▸ **TEXTAUSZUG**
>>>>

Im Folgenden fragen wir nach der Technik. Das Fragen baut einen Weg. Darum ist es ratsam, vor allem auf den Weg zu achten und nicht an einzelnen Sätzen und Titeln hängenzubleiben. Der Weg ist ein Weg des Denkens. […] Wir fragen nach der Technik und möchten dadurch eine freie Beziehung zu ihr vorbereiten. Frei ist die Beziehung, wenn sie unser Dasein dem Wesen der Technik öffnet. Entsprechen wir diesem, dann vermögen wir es, das Technische in seiner Begrenzung zu erfahren.

(Martin Heidegger “Die Frage nach der Technik”)

Position

Die digitale Transformation scheint ungeheure wirtschaftliche Potentiale entfalten zu können. Technologie ist hier der entscheidende “Ermöglicher”. Auf dem Weg, die Möglichkeiten zu entfalten, muss jedoch wesentliches geklärt werden:

  • Welche Möglichkeiten genau stecken in der Technologie drin?
  • Zu welchem Zweck sollen diese genutzt werden?

<<<<

Einträge der Sammlung:
>>>>

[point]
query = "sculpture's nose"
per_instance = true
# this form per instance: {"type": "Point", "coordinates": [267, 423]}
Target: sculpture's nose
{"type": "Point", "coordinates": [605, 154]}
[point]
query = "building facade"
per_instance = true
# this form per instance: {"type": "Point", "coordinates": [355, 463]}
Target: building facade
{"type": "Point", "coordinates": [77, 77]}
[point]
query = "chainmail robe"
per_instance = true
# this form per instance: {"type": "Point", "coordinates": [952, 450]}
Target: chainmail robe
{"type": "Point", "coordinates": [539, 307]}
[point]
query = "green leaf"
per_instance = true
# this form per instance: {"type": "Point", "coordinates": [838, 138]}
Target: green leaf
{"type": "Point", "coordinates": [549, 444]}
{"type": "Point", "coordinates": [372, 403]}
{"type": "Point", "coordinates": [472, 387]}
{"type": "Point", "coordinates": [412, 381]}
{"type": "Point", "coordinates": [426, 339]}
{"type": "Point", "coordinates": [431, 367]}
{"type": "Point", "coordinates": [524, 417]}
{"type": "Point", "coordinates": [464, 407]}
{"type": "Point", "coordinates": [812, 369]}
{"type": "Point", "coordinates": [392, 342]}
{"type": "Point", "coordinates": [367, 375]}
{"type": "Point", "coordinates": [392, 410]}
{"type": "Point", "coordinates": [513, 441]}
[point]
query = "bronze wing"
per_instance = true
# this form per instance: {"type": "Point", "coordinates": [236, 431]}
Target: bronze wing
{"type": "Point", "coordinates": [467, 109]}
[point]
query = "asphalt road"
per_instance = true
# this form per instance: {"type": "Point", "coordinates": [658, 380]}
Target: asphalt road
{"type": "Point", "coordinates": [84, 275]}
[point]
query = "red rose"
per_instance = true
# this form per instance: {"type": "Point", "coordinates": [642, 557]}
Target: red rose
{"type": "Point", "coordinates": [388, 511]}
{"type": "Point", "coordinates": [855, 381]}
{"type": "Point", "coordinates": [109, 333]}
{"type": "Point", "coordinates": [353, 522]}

<<<<

▸ **ÜBUNGSAUFGABEN**
**a.** Unter welcher Bedingung ist die Beziehung zur Technik laut Textauszug frei?
**b.** Ermittle, wie viele Zeilen der Datensätze die Zeichenkette „chainmail“ enthalten, und nenne nur die Zahl.
Textauszug und Datensätze sind voneinander unabhängiges Material.

▸ **LÖSUNGEN**
**a.** Wenn sie unser Dasein dem Wesen der Technik öffnet.

**b.** 2